Excerpted passage:

======

Formula 1

If there’s one thing you can be sure of when it comes to Formula 1, it’s that it never does things the easy way.

At a time when the world is reacting to the Coronavirus outbreak, Formula 1 pressed on to Australia as if it never existed. There were a few close calls, but Ferrari and AlphaTauri managed to get out of Italy before the borders shut, and once everyone landed in Melbourne it was business as usual.

Although the F1 paddock got themselves unpacked as normal, the global status is anything but, and F1 chiefs were naive to think that they could avoid any major issue altogether.

Yes, the Chinese Grand Prix was postponed some weeks in advance, but that was based upon the advice of the Chinese government and was outside F1’s control.

As drivers talked to the media on Thursday, F1 was confident the weekend would go ahead without a hitch, despite the fact that Formula E had suspended all racing for two months, and that the WEC round at Sebring was also cancelled for next week, not to mention other major sporting events being suspended due to the virus.

And, after McLaren announced that they were withdrawing from the race as a team member tested positive for Coronavirus, many presumed that it would be swiftly followed by a press release from Formula 1 and the FIA that the race was to be called off.

Did that happen? No. Teams, drivers, media and fans all had to wait a further 12 hours before being told that the race was being postponed, and by this time the Friday morning events at Albert Park had already got underway.

F1 has said that it had to discuss the issue with a number of parties, but whilst this is true, it is also right to say it got itself backed into a corner because of contracts and legal issues. In simplistic terms, if they pro-actively cancelled the race then they would have to fit the bill. If the government forced them to pull out, the insurance would kick in.

In the end, Formula 1 took the most appropriate action, and the race was cancelled, but although the F1 bosses said that there was a plan in place, and that it took time because so many meetings were required, from the outside it looked far from it.

Once again, communication has let Formula 1 down. There was complete radio silence, other than to say that safety was paramount. Had they issued a press release to say that talks were ongoing and that further details would be released at ‘X’ time, people would have been more understanding.

Nobody has an issue with the race being cancelled in such circumstances, and it may well be that these meetings were always going to be needed in order for F1 to navigate themselves through the correct process, but timely and appropriate releases would made things much easier.

As it was, there ended up being plenty of speculation to the extent that two major media companies issued articles saying the complete opposite about the status of the race.

The FIA are also equally to blame, as they also had the opportunity to make sure there was some sort of communication. In the end, it never happened and teams headed back to the circuit on Friday not knowing if there was a race going ahead or not.

Thankfully, sense prevailed and the season opener was postponed.

As a result, a chain reaction has occurred, and earlier on Friday it was confirmed that the Bahrain and Vietnam Grand Prix were also postponed.

======

Natural-language object grounding data:
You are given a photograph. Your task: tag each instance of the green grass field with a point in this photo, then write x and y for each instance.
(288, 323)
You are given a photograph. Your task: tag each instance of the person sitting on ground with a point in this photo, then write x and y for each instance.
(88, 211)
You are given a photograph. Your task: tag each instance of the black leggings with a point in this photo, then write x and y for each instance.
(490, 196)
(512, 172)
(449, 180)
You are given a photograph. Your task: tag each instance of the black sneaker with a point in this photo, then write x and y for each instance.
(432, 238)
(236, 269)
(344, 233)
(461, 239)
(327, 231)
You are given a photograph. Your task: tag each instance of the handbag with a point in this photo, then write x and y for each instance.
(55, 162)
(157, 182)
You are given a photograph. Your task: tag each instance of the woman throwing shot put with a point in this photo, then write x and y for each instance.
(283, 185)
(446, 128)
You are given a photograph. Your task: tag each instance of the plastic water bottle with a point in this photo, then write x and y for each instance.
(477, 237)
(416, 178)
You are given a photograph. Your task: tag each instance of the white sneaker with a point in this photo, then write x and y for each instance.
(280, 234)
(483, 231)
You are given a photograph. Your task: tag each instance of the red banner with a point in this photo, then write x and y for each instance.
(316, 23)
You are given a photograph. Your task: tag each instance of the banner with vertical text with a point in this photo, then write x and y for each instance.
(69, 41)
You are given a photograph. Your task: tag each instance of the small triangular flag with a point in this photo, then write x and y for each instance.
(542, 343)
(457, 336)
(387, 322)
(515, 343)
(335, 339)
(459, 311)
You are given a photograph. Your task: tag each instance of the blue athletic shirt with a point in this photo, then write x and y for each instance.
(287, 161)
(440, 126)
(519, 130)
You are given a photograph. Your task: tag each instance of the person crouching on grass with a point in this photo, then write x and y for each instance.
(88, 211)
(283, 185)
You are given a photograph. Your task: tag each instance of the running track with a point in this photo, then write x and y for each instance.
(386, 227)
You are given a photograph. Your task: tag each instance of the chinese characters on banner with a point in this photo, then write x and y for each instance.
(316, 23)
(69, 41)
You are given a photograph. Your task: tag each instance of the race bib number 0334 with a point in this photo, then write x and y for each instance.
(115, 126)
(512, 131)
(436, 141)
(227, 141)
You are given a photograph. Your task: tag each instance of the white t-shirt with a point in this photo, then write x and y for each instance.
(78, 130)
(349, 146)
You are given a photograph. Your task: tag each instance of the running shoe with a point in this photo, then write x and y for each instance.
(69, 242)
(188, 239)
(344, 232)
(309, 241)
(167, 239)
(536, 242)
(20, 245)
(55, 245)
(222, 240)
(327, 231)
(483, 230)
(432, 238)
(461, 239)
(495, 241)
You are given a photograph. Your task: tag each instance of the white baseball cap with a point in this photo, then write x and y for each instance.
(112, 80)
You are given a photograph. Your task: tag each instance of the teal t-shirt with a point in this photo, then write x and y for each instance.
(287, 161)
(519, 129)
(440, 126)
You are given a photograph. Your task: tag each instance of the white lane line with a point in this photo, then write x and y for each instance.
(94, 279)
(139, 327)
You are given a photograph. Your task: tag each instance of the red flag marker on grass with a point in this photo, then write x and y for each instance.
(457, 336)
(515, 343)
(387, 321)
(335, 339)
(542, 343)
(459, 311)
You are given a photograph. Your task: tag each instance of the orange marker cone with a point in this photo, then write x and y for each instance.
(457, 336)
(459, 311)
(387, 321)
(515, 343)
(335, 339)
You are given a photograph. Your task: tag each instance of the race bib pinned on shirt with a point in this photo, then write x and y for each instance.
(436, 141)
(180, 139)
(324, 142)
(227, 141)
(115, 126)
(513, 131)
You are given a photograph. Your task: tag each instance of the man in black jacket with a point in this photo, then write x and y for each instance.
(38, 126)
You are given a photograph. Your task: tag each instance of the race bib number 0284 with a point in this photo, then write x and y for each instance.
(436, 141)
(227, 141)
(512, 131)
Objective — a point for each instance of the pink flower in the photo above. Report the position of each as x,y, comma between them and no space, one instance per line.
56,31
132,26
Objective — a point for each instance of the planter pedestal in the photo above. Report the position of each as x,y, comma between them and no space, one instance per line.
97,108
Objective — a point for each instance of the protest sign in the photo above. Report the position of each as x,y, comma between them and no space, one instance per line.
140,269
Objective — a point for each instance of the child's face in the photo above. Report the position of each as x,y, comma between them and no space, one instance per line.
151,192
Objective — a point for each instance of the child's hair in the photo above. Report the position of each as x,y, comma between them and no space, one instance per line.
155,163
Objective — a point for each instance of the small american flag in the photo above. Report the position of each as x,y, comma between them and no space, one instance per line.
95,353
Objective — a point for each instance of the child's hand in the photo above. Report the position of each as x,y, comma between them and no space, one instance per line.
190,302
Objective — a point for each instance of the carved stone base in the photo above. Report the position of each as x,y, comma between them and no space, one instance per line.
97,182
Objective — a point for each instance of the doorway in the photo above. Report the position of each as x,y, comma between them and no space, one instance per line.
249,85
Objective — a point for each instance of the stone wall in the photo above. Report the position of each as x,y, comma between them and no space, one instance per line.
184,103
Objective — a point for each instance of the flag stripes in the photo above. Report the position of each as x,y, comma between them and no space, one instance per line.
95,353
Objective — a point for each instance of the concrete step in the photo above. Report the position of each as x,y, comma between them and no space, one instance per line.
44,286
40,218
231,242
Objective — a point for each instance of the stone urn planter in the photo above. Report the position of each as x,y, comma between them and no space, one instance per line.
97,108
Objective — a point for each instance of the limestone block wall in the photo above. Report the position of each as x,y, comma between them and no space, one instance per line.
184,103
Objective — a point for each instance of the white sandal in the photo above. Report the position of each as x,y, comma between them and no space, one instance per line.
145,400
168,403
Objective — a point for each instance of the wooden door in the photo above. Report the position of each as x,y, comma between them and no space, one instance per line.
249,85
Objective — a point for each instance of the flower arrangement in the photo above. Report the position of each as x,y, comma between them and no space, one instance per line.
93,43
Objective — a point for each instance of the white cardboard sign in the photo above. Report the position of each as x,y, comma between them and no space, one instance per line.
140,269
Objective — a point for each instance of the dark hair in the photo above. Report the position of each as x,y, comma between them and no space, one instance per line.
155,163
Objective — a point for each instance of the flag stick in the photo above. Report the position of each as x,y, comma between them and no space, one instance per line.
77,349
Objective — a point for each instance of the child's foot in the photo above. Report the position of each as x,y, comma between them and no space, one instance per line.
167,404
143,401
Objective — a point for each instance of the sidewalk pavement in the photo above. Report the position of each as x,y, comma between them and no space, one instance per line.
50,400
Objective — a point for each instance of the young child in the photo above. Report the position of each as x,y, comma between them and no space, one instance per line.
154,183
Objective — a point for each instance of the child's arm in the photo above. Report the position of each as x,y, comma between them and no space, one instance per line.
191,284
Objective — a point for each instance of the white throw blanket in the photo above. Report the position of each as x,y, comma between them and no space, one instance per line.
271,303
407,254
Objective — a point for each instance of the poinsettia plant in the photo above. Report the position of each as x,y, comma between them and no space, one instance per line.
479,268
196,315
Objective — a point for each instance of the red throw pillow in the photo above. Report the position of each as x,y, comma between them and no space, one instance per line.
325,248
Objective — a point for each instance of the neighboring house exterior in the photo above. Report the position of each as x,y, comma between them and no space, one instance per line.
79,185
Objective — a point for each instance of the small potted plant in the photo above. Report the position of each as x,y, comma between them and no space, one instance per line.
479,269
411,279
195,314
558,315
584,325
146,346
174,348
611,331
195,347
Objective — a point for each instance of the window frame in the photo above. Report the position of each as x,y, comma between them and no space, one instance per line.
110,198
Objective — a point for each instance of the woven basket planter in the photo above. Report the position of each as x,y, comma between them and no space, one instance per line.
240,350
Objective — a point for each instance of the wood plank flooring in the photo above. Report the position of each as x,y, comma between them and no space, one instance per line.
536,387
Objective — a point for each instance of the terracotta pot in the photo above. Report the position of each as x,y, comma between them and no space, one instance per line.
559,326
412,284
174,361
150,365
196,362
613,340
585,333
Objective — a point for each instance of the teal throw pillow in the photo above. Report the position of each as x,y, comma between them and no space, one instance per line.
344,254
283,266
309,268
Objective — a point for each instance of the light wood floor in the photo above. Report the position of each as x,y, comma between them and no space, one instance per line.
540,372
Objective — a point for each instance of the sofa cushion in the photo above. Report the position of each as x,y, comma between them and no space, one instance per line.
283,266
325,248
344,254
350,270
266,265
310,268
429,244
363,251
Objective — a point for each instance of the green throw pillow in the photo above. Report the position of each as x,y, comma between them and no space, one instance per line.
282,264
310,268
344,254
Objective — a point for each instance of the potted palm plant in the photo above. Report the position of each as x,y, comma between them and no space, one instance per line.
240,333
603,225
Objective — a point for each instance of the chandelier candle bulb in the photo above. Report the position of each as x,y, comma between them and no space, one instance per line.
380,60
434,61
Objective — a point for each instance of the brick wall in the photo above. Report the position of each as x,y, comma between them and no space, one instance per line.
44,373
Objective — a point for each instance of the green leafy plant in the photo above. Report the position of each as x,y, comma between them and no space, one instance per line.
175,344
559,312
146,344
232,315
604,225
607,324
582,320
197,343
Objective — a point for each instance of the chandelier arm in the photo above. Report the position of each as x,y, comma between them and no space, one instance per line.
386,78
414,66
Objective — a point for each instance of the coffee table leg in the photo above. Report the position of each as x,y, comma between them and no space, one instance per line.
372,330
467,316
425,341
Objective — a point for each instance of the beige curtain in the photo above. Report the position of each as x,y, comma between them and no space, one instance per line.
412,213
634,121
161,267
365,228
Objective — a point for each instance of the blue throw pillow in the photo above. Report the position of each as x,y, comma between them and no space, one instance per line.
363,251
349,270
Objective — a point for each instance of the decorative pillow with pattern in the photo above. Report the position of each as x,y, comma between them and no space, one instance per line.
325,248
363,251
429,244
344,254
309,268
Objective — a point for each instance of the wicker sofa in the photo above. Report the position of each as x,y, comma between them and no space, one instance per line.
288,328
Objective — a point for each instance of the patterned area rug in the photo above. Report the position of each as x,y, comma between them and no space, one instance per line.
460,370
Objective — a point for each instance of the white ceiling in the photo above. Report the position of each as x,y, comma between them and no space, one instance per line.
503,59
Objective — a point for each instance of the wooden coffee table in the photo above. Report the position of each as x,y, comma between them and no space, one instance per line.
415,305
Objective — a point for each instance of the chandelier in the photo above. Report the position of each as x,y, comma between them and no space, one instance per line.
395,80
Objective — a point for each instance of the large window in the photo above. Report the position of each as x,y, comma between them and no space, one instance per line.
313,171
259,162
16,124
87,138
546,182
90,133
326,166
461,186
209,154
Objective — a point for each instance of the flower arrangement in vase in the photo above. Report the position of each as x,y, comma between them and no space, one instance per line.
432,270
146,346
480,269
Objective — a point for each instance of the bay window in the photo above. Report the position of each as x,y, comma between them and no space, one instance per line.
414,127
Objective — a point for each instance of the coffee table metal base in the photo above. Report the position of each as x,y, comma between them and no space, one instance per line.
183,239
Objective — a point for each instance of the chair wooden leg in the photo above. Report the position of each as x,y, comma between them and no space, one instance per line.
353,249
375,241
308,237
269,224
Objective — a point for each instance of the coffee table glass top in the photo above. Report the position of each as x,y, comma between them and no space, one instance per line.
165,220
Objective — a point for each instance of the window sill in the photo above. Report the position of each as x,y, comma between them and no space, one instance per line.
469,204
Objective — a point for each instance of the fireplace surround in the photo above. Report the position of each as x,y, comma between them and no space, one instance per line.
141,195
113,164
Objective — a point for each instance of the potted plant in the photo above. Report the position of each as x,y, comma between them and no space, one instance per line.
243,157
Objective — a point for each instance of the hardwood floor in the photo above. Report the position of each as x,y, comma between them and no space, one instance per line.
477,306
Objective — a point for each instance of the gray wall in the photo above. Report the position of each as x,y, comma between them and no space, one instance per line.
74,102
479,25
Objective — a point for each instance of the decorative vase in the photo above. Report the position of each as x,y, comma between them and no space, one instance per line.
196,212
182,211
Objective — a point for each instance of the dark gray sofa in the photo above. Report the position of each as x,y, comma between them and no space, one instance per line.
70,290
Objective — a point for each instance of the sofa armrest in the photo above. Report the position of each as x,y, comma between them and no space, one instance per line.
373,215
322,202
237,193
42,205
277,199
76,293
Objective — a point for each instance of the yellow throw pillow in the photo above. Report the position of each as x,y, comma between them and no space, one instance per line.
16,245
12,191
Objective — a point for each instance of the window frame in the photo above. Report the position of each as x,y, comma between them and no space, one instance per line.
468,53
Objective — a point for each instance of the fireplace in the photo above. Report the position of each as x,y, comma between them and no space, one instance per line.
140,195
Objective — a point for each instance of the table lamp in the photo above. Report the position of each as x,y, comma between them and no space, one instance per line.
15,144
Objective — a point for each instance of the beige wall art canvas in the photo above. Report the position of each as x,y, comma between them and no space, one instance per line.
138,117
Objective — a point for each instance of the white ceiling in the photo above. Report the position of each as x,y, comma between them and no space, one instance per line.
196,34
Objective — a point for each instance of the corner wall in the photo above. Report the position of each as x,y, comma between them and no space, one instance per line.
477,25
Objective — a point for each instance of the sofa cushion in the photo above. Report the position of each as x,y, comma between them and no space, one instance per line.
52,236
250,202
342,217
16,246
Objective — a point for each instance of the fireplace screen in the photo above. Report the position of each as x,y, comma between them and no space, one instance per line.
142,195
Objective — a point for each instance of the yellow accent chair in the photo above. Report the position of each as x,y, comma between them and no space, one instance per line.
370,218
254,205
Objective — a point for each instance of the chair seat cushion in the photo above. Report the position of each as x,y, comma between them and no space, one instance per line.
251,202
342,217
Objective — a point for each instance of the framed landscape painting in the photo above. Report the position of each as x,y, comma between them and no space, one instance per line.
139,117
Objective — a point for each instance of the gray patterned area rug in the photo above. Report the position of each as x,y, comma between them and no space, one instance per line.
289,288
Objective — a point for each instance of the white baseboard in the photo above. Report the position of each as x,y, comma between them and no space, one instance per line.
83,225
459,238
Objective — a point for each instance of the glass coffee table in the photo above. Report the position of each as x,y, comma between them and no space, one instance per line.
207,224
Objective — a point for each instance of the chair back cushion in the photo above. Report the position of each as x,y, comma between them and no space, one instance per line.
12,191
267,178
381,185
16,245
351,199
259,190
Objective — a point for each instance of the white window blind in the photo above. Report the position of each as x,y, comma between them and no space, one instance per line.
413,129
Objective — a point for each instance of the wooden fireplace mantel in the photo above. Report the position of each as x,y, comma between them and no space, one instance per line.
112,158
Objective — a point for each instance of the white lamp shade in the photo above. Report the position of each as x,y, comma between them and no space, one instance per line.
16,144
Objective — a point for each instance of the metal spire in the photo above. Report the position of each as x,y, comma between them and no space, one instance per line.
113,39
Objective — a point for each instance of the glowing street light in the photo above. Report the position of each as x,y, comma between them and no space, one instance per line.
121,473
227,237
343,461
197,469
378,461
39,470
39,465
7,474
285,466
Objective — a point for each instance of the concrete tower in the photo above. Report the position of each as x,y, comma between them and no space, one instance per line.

======

Check your understanding:
**a)** Translate this sentence from the Formula 1 text into Spanish: "Thankfully, sense prevailed and the season opener was postponed."
**b)** Reproduce word for word the portion of the Formula 1 text starting at "In the end, Formula" and ending at "been more understanding.".
The records are not used in any of the work on this page.

Responses per task:
**a)** Afortunadamente, prevaleció la sensatez y la carrera inaugural de la temporada fue pospuesta.

**b)**
In the end, Formula 1 took the most appropriate action, and the race was cancelled, but although the F1 bosses said that there was a plan in place, and that it took time because so many meetings were required, from the outside it looked far from it.

Once again, communication has let Formula 1 down. There was complete radio silence, other than to say that safety was paramount. Had they issued a press release to say that talks were ongoing and that further details would be released at ‘X’ time, people would have been more understanding.